▶ [WORK ITEM]: Select the lines of the records containing the word "horse" and list them.

▶ [RECORDS PROVIDED]:
* * *
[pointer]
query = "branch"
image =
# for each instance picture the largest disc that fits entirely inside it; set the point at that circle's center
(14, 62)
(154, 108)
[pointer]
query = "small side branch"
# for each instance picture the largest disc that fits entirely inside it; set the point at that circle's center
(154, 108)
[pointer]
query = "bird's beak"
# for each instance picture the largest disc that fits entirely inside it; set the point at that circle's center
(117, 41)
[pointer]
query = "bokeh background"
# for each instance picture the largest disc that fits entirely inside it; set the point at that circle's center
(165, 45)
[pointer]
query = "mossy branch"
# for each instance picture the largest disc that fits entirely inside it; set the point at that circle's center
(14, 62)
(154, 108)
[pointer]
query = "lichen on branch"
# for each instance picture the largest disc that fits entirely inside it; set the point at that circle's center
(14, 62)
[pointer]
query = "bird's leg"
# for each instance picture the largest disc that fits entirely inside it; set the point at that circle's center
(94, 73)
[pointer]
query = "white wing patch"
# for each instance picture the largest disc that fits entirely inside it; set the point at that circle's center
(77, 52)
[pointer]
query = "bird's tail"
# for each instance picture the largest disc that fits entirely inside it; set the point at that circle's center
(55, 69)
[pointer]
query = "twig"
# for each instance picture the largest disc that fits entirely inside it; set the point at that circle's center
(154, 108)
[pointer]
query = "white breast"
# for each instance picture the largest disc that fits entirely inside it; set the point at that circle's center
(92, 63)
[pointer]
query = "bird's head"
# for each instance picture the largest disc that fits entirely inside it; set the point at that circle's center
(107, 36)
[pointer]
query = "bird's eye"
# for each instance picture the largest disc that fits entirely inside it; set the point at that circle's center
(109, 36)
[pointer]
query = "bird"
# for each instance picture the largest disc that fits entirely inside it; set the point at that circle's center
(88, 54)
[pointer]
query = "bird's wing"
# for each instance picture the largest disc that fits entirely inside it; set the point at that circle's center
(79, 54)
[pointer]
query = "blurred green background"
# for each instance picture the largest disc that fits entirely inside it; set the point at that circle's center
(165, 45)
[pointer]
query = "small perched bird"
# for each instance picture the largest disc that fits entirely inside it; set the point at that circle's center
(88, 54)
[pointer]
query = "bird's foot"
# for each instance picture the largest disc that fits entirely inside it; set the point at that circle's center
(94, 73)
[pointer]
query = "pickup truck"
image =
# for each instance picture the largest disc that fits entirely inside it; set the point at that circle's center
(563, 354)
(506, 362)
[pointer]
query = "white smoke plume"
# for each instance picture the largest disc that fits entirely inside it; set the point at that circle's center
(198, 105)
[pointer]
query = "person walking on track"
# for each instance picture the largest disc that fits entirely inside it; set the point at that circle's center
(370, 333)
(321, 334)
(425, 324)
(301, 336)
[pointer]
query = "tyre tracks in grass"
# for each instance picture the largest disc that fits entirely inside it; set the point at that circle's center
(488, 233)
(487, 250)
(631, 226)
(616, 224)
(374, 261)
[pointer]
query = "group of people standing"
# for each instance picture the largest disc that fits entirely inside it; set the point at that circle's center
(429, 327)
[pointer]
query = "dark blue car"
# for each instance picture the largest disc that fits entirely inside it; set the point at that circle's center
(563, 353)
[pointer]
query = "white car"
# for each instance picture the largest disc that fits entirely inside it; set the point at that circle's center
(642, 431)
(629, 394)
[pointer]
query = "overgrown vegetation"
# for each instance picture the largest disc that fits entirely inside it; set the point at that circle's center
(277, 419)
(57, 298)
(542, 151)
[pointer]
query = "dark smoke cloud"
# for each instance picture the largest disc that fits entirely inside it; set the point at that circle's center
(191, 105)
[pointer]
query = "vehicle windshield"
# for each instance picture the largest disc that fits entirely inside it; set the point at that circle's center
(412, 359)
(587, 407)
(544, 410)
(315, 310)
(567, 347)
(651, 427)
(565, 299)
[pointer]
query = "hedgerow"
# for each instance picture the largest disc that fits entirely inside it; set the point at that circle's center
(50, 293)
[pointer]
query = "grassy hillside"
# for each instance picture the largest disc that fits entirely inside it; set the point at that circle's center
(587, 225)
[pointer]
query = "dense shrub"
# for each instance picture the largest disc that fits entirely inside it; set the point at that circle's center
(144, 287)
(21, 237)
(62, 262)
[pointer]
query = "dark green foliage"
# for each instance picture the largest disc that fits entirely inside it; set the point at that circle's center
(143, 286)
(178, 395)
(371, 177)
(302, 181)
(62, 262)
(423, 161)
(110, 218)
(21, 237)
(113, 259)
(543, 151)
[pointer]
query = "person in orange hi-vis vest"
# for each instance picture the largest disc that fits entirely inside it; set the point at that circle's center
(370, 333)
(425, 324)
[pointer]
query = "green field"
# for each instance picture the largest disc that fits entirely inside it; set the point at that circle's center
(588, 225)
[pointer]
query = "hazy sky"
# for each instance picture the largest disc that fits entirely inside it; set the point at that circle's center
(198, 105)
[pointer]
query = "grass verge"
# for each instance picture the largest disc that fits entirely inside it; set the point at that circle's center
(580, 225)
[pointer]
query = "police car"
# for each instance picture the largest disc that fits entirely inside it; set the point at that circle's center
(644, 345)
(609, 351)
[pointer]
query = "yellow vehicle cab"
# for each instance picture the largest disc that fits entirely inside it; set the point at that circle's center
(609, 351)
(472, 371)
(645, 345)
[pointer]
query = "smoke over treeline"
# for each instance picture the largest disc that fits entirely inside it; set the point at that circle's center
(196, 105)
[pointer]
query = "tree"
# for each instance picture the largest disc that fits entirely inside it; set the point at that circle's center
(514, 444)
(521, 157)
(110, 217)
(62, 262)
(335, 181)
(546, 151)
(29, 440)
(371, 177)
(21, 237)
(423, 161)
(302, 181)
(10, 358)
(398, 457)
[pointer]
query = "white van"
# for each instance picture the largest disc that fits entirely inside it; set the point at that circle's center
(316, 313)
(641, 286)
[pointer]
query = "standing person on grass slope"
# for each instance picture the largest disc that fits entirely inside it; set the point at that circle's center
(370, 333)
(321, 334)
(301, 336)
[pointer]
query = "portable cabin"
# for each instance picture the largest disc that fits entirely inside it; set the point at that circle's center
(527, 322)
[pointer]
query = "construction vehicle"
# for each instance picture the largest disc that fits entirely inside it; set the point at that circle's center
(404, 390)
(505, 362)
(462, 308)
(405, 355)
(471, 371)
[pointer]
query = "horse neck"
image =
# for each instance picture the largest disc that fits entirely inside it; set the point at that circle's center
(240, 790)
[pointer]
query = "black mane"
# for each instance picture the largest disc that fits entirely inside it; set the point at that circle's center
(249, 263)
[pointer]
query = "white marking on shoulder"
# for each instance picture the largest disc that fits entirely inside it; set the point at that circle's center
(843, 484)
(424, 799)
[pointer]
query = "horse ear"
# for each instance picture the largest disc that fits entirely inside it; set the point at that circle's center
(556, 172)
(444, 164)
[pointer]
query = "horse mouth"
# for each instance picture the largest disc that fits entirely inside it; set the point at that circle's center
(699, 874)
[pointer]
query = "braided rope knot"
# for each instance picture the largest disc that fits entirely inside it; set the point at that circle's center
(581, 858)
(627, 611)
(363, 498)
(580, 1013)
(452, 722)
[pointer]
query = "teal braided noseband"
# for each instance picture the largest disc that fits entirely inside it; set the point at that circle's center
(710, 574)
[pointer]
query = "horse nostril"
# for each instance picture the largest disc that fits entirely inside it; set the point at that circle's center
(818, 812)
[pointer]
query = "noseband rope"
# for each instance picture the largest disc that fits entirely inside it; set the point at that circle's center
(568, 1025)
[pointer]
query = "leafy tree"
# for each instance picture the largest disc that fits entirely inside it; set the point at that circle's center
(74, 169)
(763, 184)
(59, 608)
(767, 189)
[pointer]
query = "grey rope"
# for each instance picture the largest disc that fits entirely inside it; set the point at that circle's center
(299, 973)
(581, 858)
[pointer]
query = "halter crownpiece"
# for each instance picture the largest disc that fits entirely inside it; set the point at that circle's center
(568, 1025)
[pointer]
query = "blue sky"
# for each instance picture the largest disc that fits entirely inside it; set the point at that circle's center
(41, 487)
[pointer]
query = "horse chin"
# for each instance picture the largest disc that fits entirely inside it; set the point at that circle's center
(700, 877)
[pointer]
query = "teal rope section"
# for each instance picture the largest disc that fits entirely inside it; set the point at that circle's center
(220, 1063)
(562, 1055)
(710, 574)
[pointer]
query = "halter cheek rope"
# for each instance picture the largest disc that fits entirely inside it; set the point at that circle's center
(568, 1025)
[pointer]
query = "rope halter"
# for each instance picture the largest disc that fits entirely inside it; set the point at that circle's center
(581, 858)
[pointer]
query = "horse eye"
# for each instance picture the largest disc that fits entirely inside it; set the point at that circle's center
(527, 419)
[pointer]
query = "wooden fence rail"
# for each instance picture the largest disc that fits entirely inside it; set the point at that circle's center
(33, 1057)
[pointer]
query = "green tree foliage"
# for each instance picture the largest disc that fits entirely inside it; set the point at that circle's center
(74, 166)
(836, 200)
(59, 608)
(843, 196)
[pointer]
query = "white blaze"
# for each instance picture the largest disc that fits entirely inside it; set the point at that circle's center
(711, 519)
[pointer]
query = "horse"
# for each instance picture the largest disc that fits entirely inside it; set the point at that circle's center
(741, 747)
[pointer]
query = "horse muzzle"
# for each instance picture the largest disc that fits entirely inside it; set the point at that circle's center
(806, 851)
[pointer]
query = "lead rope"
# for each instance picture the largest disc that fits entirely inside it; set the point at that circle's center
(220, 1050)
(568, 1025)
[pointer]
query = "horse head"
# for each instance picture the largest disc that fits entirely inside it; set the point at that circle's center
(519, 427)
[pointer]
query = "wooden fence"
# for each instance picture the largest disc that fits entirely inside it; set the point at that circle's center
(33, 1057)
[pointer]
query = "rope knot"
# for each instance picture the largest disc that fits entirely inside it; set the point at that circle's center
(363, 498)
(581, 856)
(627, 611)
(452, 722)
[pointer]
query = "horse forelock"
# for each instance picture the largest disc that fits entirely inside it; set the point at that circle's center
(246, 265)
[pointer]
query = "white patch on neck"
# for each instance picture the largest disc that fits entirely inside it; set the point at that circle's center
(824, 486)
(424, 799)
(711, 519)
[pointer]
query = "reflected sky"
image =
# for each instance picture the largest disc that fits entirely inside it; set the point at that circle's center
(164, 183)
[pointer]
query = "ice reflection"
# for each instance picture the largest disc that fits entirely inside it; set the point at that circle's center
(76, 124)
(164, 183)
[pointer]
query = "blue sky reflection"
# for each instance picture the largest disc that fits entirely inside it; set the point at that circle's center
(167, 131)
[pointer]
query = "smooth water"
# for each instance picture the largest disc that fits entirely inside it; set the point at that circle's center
* * *
▶ [ANSWER TO THE EXERCISE]:
query = "horse neck"
query = "horse ear"
query = "horse mouth"
query = "horse nostril"
query = "horse chin"
query = "horse eye"
query = "horse"
query = "horse muzzle"
query = "horse head"
query = "horse forelock"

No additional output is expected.